§ **Instruction**
Extract each line from the point placement records below that contains the string "sliding", matching case exactly.

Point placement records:
....................

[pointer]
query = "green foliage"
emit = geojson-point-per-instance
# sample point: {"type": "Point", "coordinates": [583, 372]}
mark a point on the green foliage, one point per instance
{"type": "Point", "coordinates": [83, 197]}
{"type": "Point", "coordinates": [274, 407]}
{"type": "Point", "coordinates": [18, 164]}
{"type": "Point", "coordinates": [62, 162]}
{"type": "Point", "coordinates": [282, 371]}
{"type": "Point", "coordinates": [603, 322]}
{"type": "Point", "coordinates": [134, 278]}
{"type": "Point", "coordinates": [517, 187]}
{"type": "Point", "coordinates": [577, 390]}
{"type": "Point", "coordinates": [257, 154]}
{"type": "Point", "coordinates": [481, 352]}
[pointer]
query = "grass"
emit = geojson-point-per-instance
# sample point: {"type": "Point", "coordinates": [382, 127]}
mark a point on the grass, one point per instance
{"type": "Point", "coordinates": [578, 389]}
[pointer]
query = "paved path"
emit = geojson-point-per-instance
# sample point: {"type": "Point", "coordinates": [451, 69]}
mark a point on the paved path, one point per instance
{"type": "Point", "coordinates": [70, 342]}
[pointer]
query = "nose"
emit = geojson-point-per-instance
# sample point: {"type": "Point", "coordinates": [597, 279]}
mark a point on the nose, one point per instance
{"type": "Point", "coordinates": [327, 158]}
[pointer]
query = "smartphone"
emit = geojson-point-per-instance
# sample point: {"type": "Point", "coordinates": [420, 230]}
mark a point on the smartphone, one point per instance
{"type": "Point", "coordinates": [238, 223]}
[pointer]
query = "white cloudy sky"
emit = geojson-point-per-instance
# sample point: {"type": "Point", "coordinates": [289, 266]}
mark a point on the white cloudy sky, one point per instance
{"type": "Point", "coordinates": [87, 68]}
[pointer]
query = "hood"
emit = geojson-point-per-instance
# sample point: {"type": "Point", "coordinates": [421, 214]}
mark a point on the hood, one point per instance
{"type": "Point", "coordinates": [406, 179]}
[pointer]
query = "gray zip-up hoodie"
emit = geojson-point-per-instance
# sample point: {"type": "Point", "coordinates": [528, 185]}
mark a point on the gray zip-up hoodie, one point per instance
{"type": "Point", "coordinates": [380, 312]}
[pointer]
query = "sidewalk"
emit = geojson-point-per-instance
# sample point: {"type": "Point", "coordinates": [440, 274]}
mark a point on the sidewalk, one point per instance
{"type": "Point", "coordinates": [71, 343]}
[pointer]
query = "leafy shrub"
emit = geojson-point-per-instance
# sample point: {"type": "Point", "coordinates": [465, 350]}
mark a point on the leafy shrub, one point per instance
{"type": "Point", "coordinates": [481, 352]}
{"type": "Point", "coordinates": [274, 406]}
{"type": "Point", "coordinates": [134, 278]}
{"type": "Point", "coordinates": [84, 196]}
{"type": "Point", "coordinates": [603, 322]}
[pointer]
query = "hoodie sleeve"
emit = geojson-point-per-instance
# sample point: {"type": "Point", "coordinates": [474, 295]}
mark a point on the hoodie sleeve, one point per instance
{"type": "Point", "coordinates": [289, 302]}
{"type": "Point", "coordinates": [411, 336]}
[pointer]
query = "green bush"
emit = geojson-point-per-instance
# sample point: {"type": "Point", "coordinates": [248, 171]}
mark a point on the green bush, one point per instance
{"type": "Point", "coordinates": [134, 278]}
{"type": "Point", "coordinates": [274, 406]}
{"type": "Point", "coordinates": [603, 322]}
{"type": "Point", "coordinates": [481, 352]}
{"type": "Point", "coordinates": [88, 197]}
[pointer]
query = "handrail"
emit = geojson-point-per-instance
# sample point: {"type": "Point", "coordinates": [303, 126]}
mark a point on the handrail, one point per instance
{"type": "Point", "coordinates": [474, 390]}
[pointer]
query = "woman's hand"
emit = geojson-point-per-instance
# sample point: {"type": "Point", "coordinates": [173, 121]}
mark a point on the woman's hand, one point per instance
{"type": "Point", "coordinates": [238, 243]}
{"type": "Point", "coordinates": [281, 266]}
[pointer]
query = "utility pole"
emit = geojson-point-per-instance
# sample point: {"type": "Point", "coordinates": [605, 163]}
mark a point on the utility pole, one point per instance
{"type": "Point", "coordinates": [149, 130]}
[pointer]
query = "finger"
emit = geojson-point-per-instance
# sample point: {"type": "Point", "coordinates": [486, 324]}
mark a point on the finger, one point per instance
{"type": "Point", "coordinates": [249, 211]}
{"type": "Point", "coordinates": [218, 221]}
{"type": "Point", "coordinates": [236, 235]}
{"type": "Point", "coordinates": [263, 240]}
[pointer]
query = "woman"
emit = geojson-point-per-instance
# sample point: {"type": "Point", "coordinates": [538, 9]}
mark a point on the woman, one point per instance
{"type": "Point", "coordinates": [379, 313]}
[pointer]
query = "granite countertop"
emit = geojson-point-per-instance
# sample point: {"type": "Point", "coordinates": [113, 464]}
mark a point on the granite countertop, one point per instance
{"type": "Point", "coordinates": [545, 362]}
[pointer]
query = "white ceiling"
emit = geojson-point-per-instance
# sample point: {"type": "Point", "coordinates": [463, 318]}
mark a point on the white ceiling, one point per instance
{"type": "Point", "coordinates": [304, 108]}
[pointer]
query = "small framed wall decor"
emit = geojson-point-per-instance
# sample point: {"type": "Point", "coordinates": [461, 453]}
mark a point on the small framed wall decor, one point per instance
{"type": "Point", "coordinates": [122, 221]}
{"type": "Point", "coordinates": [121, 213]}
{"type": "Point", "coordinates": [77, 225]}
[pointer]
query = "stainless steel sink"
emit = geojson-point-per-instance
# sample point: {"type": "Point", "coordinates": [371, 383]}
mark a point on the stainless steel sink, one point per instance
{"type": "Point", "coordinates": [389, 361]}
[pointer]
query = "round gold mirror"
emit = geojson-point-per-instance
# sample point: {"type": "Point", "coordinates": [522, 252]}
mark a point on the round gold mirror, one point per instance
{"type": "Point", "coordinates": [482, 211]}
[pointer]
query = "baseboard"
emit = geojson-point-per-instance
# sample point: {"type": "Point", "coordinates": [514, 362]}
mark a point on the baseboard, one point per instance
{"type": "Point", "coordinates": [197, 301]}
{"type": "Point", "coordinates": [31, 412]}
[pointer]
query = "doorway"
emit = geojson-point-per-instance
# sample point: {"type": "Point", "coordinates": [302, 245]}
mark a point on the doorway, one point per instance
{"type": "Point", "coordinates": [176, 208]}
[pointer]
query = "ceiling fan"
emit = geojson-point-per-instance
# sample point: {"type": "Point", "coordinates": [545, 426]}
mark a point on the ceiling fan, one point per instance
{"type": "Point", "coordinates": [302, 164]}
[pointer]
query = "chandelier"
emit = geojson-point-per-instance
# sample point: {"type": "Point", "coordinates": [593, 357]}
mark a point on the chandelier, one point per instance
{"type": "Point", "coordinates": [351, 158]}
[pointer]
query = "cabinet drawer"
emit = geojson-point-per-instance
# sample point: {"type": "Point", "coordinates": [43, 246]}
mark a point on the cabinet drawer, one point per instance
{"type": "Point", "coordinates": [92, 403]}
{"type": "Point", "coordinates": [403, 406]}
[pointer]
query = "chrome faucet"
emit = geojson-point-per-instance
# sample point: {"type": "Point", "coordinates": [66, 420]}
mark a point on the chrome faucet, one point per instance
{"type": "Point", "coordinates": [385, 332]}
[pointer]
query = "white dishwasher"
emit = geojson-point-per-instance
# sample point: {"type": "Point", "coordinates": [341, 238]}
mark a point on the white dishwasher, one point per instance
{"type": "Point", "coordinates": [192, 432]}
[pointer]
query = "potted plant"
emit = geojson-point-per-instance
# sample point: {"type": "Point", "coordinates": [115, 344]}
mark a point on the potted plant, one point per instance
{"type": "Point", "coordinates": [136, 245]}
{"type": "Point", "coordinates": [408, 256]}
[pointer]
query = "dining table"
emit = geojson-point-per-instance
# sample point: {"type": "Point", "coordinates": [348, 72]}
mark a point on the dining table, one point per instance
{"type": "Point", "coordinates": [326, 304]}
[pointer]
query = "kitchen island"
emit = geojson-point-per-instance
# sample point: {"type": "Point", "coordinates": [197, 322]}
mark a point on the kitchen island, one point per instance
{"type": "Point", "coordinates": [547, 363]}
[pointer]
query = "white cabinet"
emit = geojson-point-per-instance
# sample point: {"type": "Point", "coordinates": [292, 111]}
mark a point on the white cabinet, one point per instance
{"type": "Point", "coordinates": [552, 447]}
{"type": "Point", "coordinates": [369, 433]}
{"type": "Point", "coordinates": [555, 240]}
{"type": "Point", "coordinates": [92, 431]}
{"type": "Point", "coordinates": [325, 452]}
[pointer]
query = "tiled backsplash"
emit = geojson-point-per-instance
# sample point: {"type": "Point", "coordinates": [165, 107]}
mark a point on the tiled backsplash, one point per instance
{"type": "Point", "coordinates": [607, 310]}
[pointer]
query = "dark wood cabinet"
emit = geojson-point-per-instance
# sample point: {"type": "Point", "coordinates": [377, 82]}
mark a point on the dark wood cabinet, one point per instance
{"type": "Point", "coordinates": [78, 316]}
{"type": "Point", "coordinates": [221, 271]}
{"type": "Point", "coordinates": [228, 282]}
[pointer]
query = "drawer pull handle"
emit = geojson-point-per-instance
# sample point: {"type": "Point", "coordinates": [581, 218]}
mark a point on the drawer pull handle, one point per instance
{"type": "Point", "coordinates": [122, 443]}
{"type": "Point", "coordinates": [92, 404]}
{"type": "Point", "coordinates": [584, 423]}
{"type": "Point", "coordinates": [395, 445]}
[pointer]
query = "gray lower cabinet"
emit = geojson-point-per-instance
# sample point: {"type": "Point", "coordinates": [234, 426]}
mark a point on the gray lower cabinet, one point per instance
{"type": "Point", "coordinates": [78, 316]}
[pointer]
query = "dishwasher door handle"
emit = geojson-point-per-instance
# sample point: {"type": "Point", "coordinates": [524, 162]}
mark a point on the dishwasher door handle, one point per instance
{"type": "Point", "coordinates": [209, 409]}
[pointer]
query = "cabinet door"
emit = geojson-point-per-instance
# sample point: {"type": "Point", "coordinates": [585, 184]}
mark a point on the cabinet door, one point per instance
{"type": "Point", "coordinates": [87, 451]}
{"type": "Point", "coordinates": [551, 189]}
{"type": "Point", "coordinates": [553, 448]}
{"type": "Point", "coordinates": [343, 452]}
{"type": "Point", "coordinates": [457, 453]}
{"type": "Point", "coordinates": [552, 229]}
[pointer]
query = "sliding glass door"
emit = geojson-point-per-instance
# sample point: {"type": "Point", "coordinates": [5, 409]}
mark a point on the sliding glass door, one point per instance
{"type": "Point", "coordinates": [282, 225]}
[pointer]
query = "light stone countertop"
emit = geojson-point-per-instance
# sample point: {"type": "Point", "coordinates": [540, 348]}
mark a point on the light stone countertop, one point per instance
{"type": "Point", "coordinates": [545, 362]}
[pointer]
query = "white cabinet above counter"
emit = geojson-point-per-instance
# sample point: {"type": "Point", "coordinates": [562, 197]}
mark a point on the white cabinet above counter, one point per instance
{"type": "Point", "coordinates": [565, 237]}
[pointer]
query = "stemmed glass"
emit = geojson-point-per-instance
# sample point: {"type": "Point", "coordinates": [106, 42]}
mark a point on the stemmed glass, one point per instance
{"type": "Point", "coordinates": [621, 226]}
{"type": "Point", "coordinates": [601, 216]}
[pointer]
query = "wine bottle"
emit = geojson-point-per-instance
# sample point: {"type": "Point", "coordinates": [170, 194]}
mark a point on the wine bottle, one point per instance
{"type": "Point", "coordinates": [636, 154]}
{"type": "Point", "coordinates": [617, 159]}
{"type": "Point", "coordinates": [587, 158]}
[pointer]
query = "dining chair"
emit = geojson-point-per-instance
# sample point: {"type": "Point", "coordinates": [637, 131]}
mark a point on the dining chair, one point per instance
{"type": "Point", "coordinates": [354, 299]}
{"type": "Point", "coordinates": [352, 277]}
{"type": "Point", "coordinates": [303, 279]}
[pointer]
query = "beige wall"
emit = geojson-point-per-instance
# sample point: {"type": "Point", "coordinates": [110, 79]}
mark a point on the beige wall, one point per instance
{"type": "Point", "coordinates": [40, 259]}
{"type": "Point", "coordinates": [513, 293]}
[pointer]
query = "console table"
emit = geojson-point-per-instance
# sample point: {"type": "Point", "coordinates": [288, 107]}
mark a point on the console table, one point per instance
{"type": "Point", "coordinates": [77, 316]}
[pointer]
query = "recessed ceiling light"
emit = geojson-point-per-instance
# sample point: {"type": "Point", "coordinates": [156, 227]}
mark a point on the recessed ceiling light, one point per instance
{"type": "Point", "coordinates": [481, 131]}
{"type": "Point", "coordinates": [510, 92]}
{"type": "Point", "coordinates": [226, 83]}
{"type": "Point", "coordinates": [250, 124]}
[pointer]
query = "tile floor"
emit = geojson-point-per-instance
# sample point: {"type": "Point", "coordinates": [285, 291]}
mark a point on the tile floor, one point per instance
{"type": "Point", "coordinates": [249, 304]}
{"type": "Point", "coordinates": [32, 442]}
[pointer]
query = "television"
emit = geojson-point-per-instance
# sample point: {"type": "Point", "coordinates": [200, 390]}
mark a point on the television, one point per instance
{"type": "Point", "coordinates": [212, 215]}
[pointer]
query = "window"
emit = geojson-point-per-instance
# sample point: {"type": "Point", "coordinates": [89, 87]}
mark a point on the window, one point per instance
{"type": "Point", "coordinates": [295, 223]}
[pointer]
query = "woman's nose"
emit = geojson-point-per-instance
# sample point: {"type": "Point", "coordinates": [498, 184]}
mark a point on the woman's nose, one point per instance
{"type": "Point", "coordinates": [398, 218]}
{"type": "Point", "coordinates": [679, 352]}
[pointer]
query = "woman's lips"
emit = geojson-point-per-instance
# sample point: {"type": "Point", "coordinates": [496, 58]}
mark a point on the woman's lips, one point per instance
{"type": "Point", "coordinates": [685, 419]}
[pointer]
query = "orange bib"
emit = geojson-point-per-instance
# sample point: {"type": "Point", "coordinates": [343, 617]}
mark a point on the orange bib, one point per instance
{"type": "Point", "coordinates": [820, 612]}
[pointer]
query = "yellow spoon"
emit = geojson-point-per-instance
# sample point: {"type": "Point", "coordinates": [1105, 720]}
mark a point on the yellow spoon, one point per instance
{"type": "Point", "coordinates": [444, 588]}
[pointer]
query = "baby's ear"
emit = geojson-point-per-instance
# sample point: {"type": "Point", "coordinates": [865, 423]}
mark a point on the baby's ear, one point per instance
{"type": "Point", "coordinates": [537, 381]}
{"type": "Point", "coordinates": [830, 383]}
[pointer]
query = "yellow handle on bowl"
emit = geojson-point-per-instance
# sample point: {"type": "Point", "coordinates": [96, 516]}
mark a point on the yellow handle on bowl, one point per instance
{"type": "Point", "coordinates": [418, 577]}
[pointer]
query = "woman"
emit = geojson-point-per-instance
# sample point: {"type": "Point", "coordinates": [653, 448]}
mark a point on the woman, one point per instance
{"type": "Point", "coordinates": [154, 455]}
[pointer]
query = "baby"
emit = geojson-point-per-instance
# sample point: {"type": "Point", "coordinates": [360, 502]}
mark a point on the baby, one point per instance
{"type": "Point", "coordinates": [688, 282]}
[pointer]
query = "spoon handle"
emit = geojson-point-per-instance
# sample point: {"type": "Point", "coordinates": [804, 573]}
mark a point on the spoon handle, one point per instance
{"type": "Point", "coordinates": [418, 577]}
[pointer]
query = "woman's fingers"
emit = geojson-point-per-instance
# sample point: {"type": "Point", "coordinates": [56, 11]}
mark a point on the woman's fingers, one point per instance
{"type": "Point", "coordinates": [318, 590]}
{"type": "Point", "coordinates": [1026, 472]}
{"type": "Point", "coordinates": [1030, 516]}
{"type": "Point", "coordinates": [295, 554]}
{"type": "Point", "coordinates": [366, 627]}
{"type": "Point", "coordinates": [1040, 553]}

....................

§ **Reply to the exercise**
query = "sliding glass door"
mark a point on the sliding glass door, one point per instance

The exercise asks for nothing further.